• **EXERCISE**:
Find every line below where the string "combat" shows up, and copy those lines.

==================================================

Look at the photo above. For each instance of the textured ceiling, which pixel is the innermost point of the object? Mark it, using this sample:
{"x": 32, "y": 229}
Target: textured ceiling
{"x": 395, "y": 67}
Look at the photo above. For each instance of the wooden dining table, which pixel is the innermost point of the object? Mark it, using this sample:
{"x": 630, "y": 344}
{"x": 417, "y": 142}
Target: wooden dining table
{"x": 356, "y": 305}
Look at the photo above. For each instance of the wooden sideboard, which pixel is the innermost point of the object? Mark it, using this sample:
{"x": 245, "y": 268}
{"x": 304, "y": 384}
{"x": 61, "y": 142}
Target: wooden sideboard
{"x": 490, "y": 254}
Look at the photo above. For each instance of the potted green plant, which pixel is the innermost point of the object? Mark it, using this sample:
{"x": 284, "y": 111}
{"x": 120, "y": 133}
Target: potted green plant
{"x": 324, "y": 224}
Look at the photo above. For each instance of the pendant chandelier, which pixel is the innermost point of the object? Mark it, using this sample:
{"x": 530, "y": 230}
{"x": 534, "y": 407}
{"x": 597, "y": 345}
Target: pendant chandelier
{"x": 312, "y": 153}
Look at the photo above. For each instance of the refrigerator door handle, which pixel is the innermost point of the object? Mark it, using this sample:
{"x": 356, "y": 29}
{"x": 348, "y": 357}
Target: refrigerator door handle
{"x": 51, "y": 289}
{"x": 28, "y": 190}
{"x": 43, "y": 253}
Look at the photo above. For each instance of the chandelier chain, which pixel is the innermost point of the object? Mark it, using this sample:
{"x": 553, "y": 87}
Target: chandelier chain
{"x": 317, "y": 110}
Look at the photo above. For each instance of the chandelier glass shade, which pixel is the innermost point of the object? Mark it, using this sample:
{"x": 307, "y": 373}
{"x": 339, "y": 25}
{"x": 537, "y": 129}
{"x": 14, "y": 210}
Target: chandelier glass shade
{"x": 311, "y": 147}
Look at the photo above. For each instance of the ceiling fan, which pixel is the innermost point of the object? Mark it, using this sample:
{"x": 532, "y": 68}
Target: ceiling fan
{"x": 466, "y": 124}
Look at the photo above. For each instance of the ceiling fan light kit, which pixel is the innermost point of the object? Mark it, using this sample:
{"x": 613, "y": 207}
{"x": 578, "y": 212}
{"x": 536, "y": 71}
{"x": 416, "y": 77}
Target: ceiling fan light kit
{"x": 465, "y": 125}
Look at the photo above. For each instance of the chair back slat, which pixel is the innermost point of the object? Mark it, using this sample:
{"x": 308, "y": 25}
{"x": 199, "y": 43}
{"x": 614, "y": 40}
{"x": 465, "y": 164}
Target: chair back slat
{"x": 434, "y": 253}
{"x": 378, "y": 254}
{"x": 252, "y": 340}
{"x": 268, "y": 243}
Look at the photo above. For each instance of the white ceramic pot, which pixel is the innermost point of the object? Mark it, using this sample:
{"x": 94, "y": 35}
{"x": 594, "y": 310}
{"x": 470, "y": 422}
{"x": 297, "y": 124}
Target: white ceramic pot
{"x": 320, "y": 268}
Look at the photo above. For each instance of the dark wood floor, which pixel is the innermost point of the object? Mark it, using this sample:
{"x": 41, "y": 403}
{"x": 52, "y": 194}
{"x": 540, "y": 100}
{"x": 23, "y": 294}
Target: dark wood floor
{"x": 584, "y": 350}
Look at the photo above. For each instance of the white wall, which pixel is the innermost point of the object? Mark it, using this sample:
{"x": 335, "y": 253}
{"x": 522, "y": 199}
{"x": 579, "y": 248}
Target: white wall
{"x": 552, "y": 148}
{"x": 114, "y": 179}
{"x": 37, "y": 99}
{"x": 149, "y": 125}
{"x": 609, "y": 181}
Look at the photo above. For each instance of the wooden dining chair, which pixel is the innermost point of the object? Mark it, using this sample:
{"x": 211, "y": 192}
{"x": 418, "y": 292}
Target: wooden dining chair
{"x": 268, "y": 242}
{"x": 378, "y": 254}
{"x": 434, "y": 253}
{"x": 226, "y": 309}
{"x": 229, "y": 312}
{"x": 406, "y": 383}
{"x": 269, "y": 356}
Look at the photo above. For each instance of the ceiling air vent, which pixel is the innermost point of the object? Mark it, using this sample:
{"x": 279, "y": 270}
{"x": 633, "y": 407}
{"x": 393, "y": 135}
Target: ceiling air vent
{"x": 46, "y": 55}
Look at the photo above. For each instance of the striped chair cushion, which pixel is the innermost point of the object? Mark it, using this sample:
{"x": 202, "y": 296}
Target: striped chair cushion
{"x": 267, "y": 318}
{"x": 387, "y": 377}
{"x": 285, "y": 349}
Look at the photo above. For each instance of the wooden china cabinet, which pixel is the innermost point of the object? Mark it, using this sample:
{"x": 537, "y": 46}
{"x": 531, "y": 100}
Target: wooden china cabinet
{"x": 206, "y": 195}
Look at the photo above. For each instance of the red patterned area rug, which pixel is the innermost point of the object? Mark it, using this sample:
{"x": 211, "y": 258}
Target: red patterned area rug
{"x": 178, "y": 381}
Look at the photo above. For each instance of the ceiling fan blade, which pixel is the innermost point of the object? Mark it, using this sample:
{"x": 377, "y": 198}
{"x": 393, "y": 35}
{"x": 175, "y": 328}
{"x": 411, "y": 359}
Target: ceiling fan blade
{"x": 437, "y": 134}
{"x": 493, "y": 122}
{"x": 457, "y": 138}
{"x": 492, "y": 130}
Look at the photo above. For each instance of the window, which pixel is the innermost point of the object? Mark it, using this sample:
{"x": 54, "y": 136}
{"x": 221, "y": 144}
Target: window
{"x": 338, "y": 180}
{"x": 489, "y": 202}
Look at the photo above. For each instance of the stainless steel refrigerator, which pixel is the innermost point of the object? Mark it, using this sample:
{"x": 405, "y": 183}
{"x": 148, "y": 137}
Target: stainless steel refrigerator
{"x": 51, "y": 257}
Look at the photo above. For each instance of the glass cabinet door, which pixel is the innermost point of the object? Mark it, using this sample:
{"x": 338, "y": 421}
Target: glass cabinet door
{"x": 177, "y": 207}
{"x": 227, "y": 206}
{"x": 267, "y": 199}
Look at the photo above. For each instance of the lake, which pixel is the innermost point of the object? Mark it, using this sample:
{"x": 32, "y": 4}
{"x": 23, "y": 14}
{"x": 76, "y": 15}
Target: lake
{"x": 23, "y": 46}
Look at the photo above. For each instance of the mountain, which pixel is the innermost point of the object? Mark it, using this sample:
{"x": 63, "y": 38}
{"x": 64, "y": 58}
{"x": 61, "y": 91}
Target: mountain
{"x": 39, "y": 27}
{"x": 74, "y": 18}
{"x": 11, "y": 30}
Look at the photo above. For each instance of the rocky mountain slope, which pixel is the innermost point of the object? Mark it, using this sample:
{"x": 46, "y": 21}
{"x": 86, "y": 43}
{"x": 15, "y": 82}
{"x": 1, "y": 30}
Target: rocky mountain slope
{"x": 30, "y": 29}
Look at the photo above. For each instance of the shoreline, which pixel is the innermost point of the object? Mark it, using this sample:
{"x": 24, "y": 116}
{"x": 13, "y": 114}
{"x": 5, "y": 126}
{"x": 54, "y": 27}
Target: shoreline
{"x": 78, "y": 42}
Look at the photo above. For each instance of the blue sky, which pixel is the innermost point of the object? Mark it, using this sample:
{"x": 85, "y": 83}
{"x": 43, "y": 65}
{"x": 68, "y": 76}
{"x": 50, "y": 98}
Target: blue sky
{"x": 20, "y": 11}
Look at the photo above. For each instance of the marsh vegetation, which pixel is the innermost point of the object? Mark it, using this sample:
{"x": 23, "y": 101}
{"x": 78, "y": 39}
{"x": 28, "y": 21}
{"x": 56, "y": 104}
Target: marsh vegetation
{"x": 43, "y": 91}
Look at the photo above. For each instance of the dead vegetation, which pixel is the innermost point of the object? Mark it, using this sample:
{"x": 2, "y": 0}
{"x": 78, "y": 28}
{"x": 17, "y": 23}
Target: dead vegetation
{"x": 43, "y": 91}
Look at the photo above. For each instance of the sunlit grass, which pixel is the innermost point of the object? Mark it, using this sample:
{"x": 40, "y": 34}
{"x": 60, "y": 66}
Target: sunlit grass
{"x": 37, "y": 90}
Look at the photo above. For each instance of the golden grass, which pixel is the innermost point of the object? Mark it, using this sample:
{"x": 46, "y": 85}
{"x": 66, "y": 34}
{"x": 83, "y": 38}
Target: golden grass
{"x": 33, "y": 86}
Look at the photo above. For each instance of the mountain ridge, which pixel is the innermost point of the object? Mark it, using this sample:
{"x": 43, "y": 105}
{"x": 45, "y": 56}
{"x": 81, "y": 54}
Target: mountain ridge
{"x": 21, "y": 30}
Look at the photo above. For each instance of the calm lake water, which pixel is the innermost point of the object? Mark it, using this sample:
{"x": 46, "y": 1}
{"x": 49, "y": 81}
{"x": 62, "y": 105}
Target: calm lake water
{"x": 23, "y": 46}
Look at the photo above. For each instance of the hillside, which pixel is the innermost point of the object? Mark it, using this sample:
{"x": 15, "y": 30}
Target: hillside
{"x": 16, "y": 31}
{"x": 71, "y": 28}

==================================================

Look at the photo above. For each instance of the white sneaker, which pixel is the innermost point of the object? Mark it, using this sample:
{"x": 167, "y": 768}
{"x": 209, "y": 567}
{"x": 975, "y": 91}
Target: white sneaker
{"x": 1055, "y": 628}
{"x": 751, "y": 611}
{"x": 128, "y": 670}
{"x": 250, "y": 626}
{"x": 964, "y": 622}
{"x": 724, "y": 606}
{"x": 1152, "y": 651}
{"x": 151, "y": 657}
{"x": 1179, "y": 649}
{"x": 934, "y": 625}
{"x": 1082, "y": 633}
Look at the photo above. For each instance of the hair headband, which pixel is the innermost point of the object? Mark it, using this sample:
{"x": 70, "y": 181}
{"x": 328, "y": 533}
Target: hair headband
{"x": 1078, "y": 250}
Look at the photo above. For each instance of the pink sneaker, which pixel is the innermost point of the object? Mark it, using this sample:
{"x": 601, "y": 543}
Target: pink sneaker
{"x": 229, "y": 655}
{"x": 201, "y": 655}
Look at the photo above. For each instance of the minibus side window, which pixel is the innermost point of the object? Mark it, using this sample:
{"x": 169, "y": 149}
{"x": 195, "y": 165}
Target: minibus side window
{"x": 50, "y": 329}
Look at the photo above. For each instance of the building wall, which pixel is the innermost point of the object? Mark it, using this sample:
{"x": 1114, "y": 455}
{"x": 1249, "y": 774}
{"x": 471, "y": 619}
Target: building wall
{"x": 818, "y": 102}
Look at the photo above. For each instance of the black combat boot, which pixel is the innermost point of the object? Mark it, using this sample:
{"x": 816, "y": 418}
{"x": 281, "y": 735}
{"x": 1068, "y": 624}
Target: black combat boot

==================================================

• **SOLUTION**:
Look at the photo above. For each instance of the black combat boot, which pixel is the innermost point of the object? Mark it, using this sample:
Target: black combat boot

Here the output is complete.